__Description of the task__: Output every line of the entries from the line containing "Put a point on every instance of the curved" through the last, exactly, with no other content.
━━━━━ Rows ━━━━━
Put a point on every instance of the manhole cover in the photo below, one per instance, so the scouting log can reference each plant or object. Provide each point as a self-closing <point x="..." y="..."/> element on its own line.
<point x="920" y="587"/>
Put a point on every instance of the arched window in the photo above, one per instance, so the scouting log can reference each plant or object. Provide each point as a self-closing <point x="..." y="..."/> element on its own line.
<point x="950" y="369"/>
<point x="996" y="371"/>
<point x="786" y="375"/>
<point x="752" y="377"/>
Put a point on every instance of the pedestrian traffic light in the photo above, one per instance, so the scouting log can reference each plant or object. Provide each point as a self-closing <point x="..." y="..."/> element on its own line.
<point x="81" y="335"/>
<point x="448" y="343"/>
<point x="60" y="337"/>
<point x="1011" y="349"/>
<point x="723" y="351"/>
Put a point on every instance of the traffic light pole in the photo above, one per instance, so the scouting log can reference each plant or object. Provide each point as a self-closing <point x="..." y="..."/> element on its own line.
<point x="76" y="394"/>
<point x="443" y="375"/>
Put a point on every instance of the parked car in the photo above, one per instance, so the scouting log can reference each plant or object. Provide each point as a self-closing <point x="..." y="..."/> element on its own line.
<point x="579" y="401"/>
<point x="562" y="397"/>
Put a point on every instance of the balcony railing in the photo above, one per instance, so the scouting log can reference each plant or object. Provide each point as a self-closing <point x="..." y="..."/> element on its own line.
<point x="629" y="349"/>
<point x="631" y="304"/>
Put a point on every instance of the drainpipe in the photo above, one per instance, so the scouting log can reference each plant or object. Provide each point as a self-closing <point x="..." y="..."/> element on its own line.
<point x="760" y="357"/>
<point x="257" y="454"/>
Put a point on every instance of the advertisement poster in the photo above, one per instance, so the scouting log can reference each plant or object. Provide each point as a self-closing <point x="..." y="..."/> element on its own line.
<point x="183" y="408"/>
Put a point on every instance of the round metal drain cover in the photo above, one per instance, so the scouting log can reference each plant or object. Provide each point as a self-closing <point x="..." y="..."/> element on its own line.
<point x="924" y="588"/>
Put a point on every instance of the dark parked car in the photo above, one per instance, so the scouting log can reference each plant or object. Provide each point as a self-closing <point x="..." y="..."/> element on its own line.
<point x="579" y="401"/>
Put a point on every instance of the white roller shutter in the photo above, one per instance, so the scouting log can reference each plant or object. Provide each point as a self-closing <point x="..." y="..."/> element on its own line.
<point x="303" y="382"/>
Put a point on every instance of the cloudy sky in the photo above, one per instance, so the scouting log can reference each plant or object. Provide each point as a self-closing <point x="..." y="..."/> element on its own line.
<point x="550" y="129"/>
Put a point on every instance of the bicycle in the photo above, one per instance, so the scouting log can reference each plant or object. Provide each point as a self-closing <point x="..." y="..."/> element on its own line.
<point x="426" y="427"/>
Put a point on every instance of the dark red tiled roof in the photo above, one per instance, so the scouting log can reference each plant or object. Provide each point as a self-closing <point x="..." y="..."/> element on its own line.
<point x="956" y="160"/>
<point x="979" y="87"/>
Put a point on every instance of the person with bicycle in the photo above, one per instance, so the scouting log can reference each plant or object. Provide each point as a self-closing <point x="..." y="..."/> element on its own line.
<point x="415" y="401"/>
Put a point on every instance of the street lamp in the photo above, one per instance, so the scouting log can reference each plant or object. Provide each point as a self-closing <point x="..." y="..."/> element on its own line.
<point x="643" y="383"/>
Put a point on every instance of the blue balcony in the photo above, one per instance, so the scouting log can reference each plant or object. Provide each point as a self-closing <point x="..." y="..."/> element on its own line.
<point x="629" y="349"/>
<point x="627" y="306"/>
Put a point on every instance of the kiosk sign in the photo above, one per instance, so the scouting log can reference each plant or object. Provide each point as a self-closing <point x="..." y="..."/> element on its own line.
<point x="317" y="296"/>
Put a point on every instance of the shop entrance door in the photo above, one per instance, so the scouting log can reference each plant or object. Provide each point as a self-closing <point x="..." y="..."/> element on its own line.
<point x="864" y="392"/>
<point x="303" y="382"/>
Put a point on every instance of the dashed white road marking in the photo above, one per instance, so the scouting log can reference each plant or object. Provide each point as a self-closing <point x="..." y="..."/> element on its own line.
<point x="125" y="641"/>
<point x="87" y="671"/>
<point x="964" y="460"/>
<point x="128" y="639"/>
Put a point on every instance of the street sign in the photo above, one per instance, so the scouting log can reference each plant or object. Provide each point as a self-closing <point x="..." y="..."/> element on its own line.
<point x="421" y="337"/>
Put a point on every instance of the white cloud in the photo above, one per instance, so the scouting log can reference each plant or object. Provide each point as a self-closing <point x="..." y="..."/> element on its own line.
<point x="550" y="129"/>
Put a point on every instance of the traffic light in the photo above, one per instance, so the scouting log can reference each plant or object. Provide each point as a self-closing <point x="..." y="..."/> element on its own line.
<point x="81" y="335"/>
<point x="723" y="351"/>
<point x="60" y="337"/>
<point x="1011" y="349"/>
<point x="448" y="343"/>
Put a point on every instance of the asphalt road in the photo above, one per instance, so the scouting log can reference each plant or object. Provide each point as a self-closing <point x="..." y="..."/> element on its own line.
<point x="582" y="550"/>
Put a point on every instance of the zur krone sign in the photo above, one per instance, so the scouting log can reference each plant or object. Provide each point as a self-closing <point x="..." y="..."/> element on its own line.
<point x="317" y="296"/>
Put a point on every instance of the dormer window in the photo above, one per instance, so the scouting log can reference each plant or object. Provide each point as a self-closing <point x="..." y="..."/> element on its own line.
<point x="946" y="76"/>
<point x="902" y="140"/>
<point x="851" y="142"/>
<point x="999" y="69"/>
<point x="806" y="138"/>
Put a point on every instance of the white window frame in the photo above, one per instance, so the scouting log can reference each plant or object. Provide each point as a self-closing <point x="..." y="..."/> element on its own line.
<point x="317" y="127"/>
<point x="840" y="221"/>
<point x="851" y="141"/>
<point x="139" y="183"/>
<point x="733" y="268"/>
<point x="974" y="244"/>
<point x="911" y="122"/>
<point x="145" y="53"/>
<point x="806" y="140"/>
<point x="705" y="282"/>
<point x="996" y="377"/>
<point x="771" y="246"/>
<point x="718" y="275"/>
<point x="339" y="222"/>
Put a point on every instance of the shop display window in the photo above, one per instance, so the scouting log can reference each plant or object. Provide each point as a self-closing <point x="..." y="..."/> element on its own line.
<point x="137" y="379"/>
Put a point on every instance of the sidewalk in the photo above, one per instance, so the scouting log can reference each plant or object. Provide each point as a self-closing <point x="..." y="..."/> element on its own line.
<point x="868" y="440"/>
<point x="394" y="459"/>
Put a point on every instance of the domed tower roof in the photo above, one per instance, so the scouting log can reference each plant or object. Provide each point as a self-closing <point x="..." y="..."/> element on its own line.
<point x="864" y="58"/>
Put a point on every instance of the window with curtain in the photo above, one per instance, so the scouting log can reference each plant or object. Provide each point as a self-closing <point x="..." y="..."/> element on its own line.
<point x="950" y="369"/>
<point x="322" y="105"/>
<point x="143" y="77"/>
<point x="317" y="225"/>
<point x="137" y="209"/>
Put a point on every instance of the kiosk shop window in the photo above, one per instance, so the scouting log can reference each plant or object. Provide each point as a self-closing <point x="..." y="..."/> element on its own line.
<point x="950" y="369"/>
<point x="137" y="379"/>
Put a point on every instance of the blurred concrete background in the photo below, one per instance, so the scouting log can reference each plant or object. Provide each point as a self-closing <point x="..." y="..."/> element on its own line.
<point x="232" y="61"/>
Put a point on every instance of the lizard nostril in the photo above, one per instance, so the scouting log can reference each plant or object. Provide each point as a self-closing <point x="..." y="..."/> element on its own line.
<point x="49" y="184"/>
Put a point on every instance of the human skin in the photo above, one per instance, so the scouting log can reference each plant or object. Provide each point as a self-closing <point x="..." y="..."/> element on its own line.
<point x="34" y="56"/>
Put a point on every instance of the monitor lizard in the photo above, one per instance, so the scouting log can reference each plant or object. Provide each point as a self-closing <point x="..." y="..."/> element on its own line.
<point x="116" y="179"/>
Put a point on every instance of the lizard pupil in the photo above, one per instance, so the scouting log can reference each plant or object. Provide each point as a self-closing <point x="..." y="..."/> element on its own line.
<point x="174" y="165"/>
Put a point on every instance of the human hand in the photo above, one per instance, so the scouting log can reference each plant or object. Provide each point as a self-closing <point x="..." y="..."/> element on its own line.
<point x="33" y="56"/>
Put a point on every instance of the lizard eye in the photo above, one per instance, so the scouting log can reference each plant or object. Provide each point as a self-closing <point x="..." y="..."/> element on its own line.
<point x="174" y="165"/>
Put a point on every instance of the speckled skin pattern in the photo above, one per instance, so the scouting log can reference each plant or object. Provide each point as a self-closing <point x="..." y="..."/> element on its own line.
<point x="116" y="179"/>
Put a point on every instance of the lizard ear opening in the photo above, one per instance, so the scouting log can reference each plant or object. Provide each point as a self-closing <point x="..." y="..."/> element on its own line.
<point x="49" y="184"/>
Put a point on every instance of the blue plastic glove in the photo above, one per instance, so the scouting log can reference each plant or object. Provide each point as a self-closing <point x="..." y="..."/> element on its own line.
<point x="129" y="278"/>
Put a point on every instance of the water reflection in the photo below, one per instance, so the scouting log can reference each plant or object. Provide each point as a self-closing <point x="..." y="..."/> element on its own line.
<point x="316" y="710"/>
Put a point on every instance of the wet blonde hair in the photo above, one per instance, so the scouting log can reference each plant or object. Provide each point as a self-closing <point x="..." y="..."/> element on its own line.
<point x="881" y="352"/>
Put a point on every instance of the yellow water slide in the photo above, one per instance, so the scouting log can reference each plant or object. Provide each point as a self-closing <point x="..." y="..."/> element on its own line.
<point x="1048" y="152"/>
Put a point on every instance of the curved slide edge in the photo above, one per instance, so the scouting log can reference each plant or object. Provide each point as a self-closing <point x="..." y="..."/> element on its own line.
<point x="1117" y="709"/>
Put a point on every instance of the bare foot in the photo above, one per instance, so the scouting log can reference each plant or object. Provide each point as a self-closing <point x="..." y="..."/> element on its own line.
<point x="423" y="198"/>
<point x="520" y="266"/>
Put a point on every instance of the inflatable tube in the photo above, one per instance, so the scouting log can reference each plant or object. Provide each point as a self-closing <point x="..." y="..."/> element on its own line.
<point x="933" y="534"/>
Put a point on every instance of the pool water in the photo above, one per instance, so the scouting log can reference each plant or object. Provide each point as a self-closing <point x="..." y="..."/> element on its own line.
━━━━━
__Answer below__:
Put a point on every instance of the curved slide edge in the photo above, one per instance, so the scouting log can reference each plant or object. Provide each point as a self-closing <point x="..." y="..."/> element on its own line.
<point x="1117" y="709"/>
Put a point on every instance of the bare foot in the photo above, one per instance, so the scouting log can reference each plant or object. Provide each point as a self-closing <point x="..." y="..."/> element on its own line.
<point x="423" y="198"/>
<point x="520" y="266"/>
Put a point on every instance of the inflatable tube in the photo above, one per instance, so the scouting log can reference each plant or object. Provide each point as a self-closing <point x="..." y="..."/> element on its own line.
<point x="933" y="534"/>
Put a point on every instance of the pool water in the photo above, one per instance, so the scouting log can reference each plant or object. Provide each point as a self-closing <point x="..." y="..."/> element on its own line.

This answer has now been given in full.